DATA LINES
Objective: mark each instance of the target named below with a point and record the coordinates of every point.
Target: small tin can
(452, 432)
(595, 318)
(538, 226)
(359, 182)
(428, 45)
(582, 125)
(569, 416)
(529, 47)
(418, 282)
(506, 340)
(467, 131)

GIVEN REQUEST
Retype every line of the entries above, changing nothing.

TASK SOLUTION
Objective: mark each instance of the target named below with a point and record the coordinates of every point.
Target: small tin can
(452, 432)
(595, 318)
(538, 226)
(359, 182)
(428, 45)
(582, 125)
(569, 416)
(529, 47)
(418, 282)
(506, 340)
(467, 131)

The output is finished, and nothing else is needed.